## PASSAGE TO READ
Content starts
Judge throws out 2 questions on Massachusetts police officer licensing questionnaire

BOSTON — The new state licensing commission for police officers for now can’t ask cops its planned questions about whether they’ve posted anything “that you believe could be perceived as biased” or if they’ve belonged to any organization that has “unlawfully discriminated” against anyone based on race, gender or other factors, a judge has ruled while allowing the rest of the questionnaire.

Suffolk Superior Court Judge Jackie Cowin issued the preliminary injunction against those two of the eight questions, writing that they will be “stricken from the questionnaire” that many officers are supposed to fill out by this summer under the certification law.

“Officers who have not yet responded to the questionnaire because they were granted extensions to do so need not answer Question Nos. 6 and 7,” Cowin wrote in conclusion in a copy of the Monday decision obtained by the Boston Herald.

She added: “For officers who have already turned in the questionnaire and answered Question Nos. 6 and 7 in their current form, the answers may not be used, directly or indirectly, as a basis for denial of recertification.”

The Peace Officer Standards and Training, or POST, Commission, written into law in 2020, has been seeking to have officers fill out this questionnaire to determine if they have “good moral character” as part of its licensing process.

Cowin did continue, “Nothing in this decision is meant to prevent the Commission from requiring officers (both those who have not yet answered and those who have had their answers stricken) to answer revised questions that meet constitutional requirements.”

The two questions that will be tossed come as the twin lawsuits from various policing groups and unions continue.

The Boston Police Superior Officers Federation said in a statement that it’s “pleased” with the ruling.

“Today’s ruling signals that even police reform and the officials tasked with implementing it must adhere to the law,” union president Jeanne Carroll said in a statement. “Up to now, the Commission has acted as if they were written a blank

The questions are:

No. 6: “In the last five years, have you ever sent or displayed a public communication on social media that you believe could be perceived as biased against anyone based on their actual or perceived race, ethnicity, sex, gender identity, sexual orientation, religion, mental or physical disability, immigration status, or socioeconomic or professional level, provided you were at least 18 years old at the time? If yes, please provide each such public communication, and details. For these purposes, “communications” include, without limitation, posts, comments, and messages; and “public” communications are those that were made available to three or more people other than you.”
Content ends
## WHAT TO WORK ON
(1) In the article about the Massachusetts police licensing questionnaire, in what year was the POST Commission written into law?
(2) Carry on the news article about the judge's ruling on the police licensing questionnaire from the point where it ends.

## EXTRACTED ENTRIES
Content starts
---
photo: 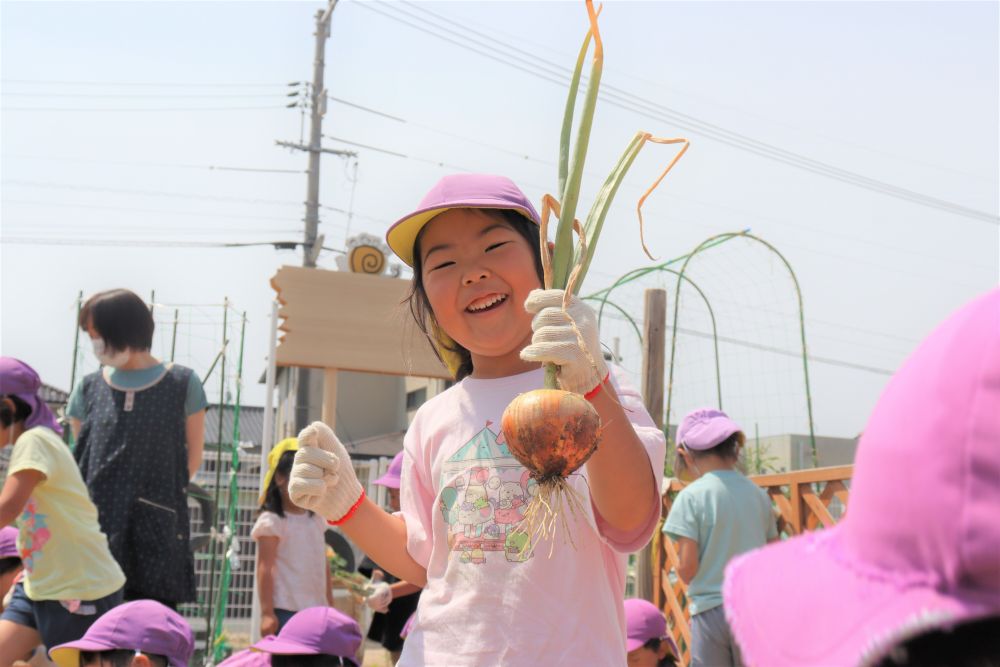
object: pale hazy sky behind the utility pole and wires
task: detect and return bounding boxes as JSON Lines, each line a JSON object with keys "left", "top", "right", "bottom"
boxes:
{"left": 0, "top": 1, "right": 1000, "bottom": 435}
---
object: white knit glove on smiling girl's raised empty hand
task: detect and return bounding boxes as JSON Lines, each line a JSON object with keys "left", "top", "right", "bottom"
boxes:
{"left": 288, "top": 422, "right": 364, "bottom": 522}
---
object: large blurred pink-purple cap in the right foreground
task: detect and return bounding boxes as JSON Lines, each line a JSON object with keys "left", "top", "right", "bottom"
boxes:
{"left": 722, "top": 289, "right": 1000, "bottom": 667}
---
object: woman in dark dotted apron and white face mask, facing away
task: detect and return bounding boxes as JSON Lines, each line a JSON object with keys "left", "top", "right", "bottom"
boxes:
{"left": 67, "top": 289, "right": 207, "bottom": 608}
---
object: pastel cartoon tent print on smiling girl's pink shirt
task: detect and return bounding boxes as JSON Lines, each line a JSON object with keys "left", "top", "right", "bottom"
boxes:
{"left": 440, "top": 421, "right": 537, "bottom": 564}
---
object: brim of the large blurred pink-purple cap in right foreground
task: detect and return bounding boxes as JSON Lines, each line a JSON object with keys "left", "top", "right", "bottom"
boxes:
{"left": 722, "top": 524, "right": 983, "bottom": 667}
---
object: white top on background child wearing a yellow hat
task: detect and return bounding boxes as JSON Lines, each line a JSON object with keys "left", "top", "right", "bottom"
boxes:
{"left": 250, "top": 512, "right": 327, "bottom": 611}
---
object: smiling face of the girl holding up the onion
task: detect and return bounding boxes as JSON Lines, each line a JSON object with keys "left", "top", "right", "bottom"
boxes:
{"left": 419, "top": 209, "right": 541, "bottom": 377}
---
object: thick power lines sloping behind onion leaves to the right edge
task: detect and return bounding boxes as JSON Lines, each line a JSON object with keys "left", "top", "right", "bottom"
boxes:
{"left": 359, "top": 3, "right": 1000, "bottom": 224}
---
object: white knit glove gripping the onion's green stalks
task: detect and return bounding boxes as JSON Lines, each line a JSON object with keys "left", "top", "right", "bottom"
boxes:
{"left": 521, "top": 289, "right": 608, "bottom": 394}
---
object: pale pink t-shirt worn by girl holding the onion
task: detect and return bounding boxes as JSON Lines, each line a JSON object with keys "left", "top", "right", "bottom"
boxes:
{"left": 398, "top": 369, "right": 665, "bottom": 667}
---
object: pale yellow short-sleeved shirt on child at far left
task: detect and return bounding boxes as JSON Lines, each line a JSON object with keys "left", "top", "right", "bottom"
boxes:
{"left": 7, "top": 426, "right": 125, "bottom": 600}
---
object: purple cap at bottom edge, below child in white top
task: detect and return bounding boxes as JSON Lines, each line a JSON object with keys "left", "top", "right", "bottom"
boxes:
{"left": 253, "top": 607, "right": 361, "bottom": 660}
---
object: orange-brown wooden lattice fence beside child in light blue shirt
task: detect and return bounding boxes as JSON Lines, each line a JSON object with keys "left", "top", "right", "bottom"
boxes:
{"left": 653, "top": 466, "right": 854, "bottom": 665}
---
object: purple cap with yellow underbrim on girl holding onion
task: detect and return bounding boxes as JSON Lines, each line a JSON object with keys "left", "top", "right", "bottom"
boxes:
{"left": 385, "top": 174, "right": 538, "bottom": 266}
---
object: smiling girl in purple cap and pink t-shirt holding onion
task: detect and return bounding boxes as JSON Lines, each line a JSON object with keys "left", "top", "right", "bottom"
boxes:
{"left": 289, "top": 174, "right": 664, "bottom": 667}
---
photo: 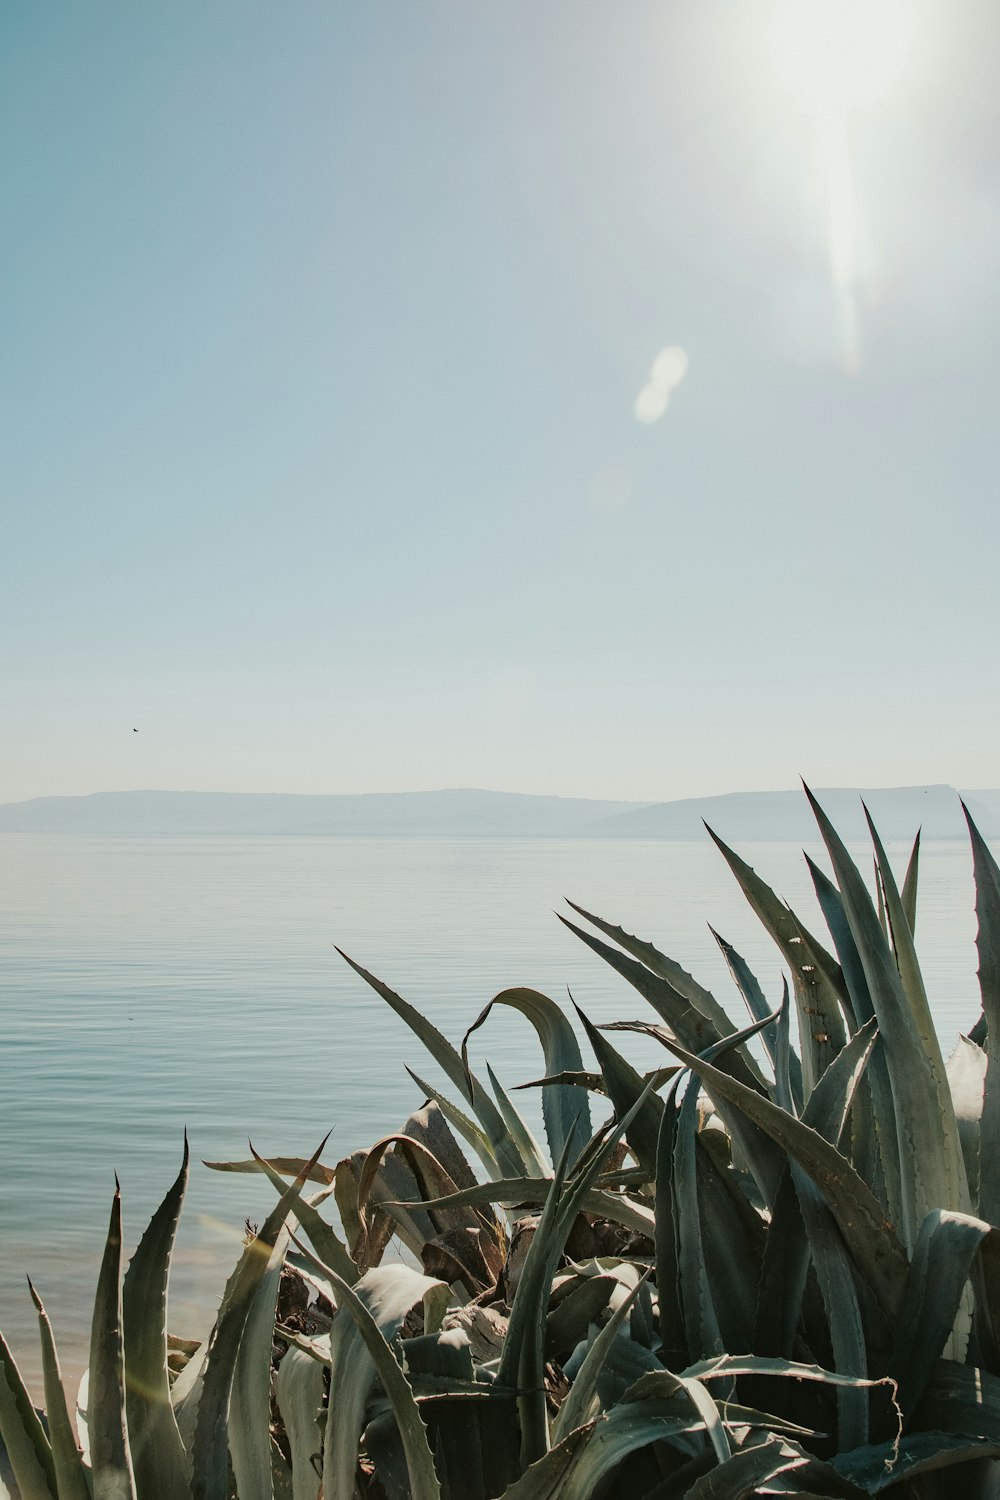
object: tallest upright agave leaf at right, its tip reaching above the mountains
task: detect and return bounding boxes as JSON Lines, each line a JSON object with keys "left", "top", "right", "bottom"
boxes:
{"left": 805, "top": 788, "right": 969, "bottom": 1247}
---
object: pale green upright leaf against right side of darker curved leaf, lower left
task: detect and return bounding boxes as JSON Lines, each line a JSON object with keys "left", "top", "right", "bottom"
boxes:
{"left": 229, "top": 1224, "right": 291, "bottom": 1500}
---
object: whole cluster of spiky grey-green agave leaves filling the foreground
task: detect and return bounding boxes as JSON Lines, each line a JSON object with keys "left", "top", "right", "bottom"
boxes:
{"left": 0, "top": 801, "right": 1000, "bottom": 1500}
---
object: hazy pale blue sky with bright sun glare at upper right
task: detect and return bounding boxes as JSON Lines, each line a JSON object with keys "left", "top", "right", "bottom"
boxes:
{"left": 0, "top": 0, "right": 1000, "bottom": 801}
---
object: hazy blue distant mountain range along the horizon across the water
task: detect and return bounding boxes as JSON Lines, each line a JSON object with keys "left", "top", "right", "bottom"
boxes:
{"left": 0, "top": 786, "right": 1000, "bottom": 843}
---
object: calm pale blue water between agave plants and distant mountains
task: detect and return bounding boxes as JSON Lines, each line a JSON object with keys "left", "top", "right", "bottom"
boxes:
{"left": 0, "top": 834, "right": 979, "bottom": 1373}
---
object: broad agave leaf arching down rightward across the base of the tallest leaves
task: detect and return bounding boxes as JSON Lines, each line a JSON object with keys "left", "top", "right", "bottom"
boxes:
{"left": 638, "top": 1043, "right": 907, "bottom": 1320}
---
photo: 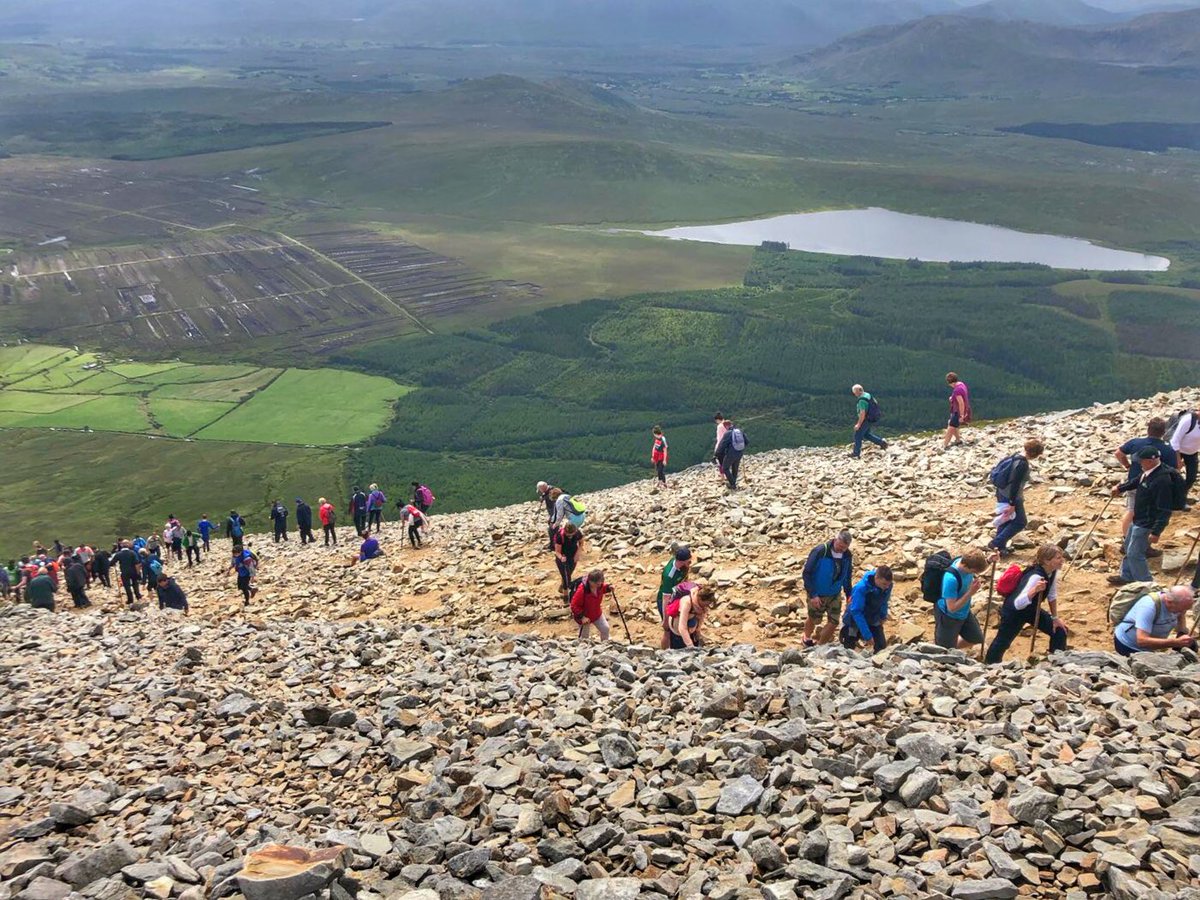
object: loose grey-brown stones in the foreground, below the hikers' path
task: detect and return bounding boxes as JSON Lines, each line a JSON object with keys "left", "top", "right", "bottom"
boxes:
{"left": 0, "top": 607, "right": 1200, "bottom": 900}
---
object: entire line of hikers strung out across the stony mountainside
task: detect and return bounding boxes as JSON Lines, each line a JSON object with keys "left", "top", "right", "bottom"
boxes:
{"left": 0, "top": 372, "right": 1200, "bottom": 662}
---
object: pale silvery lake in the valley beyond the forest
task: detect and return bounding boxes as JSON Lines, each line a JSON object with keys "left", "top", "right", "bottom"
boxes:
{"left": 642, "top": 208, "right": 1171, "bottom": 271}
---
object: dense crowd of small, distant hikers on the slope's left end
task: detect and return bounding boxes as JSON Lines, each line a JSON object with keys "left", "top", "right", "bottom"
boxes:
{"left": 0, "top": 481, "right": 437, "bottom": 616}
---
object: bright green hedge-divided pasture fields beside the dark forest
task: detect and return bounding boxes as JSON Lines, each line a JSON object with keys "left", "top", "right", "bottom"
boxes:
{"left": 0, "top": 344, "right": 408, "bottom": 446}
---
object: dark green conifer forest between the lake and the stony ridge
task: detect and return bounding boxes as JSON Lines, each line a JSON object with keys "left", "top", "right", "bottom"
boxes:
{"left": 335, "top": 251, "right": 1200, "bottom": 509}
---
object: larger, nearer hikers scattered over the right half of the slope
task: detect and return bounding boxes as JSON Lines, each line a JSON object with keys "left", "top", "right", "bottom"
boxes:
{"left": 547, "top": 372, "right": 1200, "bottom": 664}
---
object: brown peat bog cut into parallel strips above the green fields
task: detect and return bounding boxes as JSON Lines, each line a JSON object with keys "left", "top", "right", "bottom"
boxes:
Content ends
## RESPONSES TO THE TASKS
(1) 2020

(2)
And No. 7: “Do you currently belong, or have you ever belonged, to any organization that, at the time you belonged, unlawfully discriminated (including by limiting membership) on the basis of actual or perceived race, ethnicity, sex, gender identity, sexual orientation, religion, mental or physical disability, immigration status, age or socioeconomic or professional level? If so, please provide details regarding each such organization.”

The judge agreed with the assorted plaintiffs, who include the statewide MassCOP union and city labor groups the Boston Police Superior Officers Federation and Boston Police Detectives Benevolent Society, on how No. 6’s “indiscernible standard of what ‘could be perceived as biased by unknown third parties” seems “impossible to answer.”

And on No. 7, the judge brought up as an example the fact that the Boston Police Department previously has been found liable under the Americans With Disabilities Act, which means that technically all of its cops would have to answer in the affirmative. And that, she said, seems “by and large is irrelevant” to whether any individual officer actually has any “animus” toward the disabled.

The judge did write that there are way of asking both about social media and organization membership that could work — just that these versions, as currently written, don’t, she said.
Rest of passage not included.